## [Exercise directions]
Swap "Target" for "Object" everywhere it occurs in the entries below, and reproduce them with all other text unchanged.
=== Material for this task ===
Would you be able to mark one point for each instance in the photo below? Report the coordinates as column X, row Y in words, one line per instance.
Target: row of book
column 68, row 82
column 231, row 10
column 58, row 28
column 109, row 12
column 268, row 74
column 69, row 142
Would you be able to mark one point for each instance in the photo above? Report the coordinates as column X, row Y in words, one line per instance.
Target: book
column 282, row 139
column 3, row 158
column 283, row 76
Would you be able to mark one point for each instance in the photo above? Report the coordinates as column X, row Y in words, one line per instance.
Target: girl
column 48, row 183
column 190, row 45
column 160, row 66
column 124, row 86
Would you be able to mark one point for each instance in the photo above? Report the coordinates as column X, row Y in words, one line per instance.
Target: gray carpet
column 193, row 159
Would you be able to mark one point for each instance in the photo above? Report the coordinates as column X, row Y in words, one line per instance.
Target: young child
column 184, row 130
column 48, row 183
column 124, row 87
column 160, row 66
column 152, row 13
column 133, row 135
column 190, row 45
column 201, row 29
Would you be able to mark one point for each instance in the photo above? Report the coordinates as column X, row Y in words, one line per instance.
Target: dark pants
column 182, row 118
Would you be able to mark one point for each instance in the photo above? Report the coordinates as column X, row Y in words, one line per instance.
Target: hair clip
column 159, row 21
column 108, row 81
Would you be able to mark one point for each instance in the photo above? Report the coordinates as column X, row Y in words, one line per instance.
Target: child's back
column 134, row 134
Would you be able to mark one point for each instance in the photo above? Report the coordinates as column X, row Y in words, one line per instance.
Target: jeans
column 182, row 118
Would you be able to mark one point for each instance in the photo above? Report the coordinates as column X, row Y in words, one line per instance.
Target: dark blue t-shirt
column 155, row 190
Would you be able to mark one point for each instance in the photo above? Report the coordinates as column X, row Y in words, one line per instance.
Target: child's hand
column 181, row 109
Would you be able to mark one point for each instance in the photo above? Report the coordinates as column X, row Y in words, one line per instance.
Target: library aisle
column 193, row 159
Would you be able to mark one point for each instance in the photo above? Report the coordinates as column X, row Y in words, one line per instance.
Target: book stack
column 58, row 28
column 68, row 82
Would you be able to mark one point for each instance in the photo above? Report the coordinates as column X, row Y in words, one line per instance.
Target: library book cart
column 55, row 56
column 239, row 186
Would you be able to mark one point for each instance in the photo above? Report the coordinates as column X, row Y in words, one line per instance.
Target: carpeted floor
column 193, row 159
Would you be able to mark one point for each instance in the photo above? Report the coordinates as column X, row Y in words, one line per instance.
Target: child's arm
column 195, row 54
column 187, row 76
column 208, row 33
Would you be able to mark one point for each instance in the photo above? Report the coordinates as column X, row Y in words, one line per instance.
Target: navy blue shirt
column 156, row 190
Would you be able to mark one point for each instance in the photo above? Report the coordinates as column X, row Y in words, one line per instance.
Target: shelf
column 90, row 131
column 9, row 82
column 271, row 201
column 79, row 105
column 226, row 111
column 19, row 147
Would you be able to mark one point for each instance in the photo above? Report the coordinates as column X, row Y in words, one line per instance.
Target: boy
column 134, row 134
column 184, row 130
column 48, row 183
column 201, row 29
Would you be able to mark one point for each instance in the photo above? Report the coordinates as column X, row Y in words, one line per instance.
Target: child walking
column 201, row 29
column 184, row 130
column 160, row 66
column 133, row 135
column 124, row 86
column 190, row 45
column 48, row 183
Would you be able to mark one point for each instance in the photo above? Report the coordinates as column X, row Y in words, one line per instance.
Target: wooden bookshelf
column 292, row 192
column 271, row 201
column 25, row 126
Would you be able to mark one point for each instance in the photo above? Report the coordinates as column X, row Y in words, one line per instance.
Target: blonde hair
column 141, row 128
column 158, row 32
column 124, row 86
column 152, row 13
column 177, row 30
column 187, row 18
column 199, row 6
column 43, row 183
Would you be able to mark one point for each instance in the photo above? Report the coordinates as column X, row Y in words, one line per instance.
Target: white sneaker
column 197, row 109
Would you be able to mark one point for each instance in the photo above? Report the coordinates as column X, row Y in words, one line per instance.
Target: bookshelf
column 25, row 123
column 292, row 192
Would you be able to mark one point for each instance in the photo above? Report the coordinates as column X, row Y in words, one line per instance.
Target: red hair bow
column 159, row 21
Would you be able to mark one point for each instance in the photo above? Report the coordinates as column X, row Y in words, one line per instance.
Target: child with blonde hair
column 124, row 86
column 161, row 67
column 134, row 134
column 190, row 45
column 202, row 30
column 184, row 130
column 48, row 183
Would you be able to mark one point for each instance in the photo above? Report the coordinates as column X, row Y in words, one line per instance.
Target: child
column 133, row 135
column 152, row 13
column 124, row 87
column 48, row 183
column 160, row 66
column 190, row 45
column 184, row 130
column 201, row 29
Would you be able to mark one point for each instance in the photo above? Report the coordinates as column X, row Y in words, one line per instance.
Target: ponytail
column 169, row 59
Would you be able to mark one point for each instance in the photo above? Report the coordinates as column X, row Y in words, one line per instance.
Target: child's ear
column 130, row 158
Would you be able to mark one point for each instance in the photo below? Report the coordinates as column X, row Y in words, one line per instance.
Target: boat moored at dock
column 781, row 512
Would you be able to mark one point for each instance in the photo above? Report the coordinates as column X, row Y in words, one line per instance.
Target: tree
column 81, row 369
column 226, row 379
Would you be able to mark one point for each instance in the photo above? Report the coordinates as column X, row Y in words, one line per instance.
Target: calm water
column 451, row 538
===
## [Solved exercise]
Would you be able to mark one point for each instance in the photo below? Report the coordinates as column X, row Y in words, one line per instance.
Object: row of book
column 68, row 82
column 231, row 10
column 58, row 28
column 109, row 12
column 268, row 74
column 69, row 142
Would you be able to mark one point for each instance in the photo above? Report the coordinates as column X, row Y in words, one line per instance.
Object: book
column 282, row 139
column 3, row 158
column 283, row 76
Would you be able to mark one point for each instance in the photo above? Report the coordinates as column X, row Y in words, one line per instance.
Object: girl
column 48, row 183
column 190, row 45
column 160, row 66
column 124, row 86
Would you be able to mark one point for each instance in the photo above? Report the coordinates as column X, row Y in words, one line per instance.
Object: gray carpet
column 193, row 159
Would you be able to mark one point for each instance in the photo above? Report the coordinates as column X, row Y in words, one line per instance.
Object: young child
column 184, row 130
column 48, row 183
column 124, row 87
column 160, row 66
column 152, row 13
column 133, row 135
column 190, row 45
column 201, row 29
Would you be able to mark one point for each instance in the photo above? Report the coordinates as column X, row Y in words, one line per instance.
Object: dark pants
column 182, row 118
Would you be able to mark one point for each instance in the photo above? Report the coordinates as column X, row Y in words, one line per instance.
Object: hair clip
column 159, row 21
column 108, row 81
Would you be able to mark one point for each instance in the photo above? Report the coordinates as column X, row Y in words, one line per instance.
Object: child's back
column 134, row 134
Would you be able to mark one point for each instance in the photo above? Report the coordinates as column X, row Y in words, one line per instance.
Object: jeans
column 182, row 118
Would you be able to mark one point for each instance in the photo above? Report the coordinates as column X, row Y in words, one line per instance.
Object: dark blue t-shirt
column 155, row 190
Would you be able to mark one point for each instance in the photo above? Report the coordinates as column X, row Y in words, one line per instance.
Object: child's hand
column 181, row 109
Would you be able to mark one point for each instance in the photo above? Report the coordinates as column X, row Y in words, one line per instance.
Object: library aisle
column 193, row 159
Would you be able to mark one point for each instance in the photo above? Report the coordinates as column X, row Y in words, one line per instance.
Object: book stack
column 58, row 28
column 68, row 82
Would you be able to mark one point for each instance in the photo above? Report the coordinates as column X, row Y in words, one line per instance.
Object: library book cart
column 55, row 56
column 239, row 186
Would you be able to mark one point for each instance in the photo above? Report the coordinates as column X, row Y in words, one line per instance.
Object: carpeted floor
column 193, row 159
Would you be able to mark one point for each instance in the photo above? Report the coordinates as column X, row Y in words, one line per instance.
Object: child's arm
column 195, row 54
column 187, row 76
column 208, row 33
Would you be able to mark one point for each instance in the photo above? Report the coordinates as column X, row Y in words, one line per instance.
Object: navy blue shirt
column 156, row 190
Would you be able to mark one point for each instance in the photo above? Report the coordinates as column X, row Y in words, one line per instance.
Object: shelf
column 90, row 131
column 9, row 82
column 271, row 201
column 79, row 105
column 226, row 111
column 19, row 147
Would you be able to mark one point for each instance in the photo above? Report the coordinates as column X, row Y in words, one line per instance.
Object: boy
column 134, row 134
column 184, row 130
column 48, row 183
column 201, row 29
Would you be able to mark one point for each instance in the photo above? Report the coordinates as column X, row Y in words, one line per instance.
Object: child walking
column 201, row 29
column 184, row 130
column 160, row 66
column 133, row 135
column 124, row 86
column 190, row 45
column 48, row 183
Would you be able to mark one point for each instance in the photo above? Report the coordinates as column X, row Y in words, one line per instance.
Object: wooden bookshelf
column 292, row 192
column 271, row 201
column 25, row 126
Would you be able to mark one point for each instance in the photo above? Report the coordinates as column X, row Y in words, one line per instance.
Object: blonde hair
column 141, row 128
column 158, row 32
column 124, row 86
column 152, row 13
column 177, row 30
column 187, row 18
column 199, row 6
column 43, row 183
Would you be able to mark one point for each instance in the photo above? Report the coordinates as column X, row Y in words, one line per instance.
Object: white sneaker
column 197, row 109
Would you be able to mark one point for each instance in the photo above? Report the coordinates as column X, row Y in words, one line per instance.
Object: bookshelf
column 25, row 123
column 292, row 192
Would you be able to mark one point for each instance in the photo above? Report the coordinates as column X, row Y in words, one line per instance.
Object: red hair bow
column 159, row 21
Would you be able to mark one point for each instance in the photo above? Report the coordinates as column X, row Y in words, one line per instance.
Object: child with blonde hair
column 124, row 86
column 161, row 67
column 134, row 134
column 190, row 45
column 202, row 30
column 184, row 130
column 48, row 183
Would you be able to mark one point for each instance in the photo above? Report the coordinates as column X, row Y in words, one line per instance.
Object: child
column 133, row 135
column 152, row 13
column 124, row 87
column 48, row 183
column 160, row 66
column 190, row 45
column 184, row 130
column 201, row 29
Would you be able to mark one point for each instance in the photo above? Report the coordinates as column X, row Y in words, one line per instance.
Object: ponytail
column 169, row 59
Would you be able to mark one point for each instance in the photo above? Report the coordinates as column X, row Y in words, one line per instance.
Object: child's ear
column 130, row 158
Would you be able to mark one point for each instance in the photo below? Report the coordinates as column X, row Y in words, one line per instance.
Object: boat moored at dock
column 781, row 512
Would you be able to mark one point for each instance in the photo above? Report the coordinates as column X, row Y in words, one line per instance.
Object: tree
column 81, row 369
column 226, row 379
Would you be able to mark one point for each instance in the photo above? Report the coordinates as column X, row Y in words, one line per instance.
Object: calm water
column 451, row 538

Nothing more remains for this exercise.